Excerpts of pointing data:
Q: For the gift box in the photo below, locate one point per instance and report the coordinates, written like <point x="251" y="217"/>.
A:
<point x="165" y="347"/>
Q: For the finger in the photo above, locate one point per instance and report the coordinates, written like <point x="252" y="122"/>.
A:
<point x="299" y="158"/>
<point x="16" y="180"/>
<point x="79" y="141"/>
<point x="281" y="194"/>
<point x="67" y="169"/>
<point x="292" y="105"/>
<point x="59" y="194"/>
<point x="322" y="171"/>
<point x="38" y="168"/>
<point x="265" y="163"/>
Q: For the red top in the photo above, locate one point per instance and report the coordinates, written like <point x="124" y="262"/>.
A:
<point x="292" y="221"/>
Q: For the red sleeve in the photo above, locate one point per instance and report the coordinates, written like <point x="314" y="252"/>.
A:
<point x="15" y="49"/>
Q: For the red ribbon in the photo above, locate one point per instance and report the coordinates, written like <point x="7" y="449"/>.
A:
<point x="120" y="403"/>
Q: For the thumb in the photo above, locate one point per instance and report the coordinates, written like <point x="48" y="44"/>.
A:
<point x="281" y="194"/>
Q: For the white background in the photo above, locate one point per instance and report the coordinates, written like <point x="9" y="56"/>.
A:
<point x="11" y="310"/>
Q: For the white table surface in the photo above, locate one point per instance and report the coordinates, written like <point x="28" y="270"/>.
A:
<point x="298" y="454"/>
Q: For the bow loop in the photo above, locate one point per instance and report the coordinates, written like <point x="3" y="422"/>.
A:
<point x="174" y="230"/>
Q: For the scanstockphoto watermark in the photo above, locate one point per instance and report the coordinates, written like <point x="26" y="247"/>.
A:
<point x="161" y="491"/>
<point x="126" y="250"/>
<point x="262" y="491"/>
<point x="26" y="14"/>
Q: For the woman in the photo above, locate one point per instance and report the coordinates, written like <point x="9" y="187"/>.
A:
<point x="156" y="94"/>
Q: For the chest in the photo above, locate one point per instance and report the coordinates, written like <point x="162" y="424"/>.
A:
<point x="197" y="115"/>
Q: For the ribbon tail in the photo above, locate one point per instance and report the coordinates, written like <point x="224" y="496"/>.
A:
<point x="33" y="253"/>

TASK TO CARRY OUT
Each line in the material above must be retyped without alteration.

RESULT OF THIS TASK
Q: For the gift box in the photo below, locate one point per instance and report the coordinates, written like <point x="251" y="217"/>.
A:
<point x="165" y="347"/>
Q: For the finger in the photo above, locate one point per instance and report the coordinates, written like <point x="252" y="122"/>.
A:
<point x="299" y="158"/>
<point x="16" y="180"/>
<point x="79" y="141"/>
<point x="281" y="194"/>
<point x="67" y="169"/>
<point x="292" y="105"/>
<point x="59" y="194"/>
<point x="322" y="171"/>
<point x="38" y="168"/>
<point x="265" y="163"/>
Q: For the red top in the photo above, locate one point per instance and report the coordinates, written like <point x="124" y="262"/>.
A:
<point x="292" y="221"/>
Q: For the red sleeve in the photo above, locate one point per instance and report the coordinates, written like <point x="314" y="252"/>.
A:
<point x="15" y="49"/>
Q: For the red ribbon in the photo above, locate one point per instance and report the coordinates, written like <point x="7" y="449"/>.
A:
<point x="120" y="403"/>
Q: For the thumb in the photo above, locate one point per instance and report the coordinates, written like <point x="48" y="44"/>.
A:
<point x="281" y="194"/>
Q: For the white background in the photo above, locate one point per instance and report the coordinates, written like <point x="9" y="56"/>.
A:
<point x="11" y="310"/>
Q: For the white table surface in the photo above, locate one point per instance and report the coordinates, written like <point x="28" y="270"/>.
A:
<point x="298" y="454"/>
Q: For the bow loop in the photo above, locate one point per instance and report the coordinates, written like <point x="3" y="422"/>.
A:
<point x="174" y="230"/>
Q: For the scanstockphoto watermark in the photo above, locate one point per instance and report the coordinates, written like <point x="26" y="247"/>.
A:
<point x="161" y="491"/>
<point x="126" y="250"/>
<point x="262" y="491"/>
<point x="26" y="14"/>
Q: For the woman in the photo above, locate one point per instance and report the coordinates, written like <point x="9" y="187"/>.
A:
<point x="156" y="94"/>
Q: For the chest in the photo above, locate one point per instance and report the coordinates, written like <point x="162" y="424"/>.
A:
<point x="197" y="115"/>
Q: For the ribbon tail in the photo above, locate one point per instance and report the coordinates, written like <point x="224" y="496"/>.
A:
<point x="33" y="253"/>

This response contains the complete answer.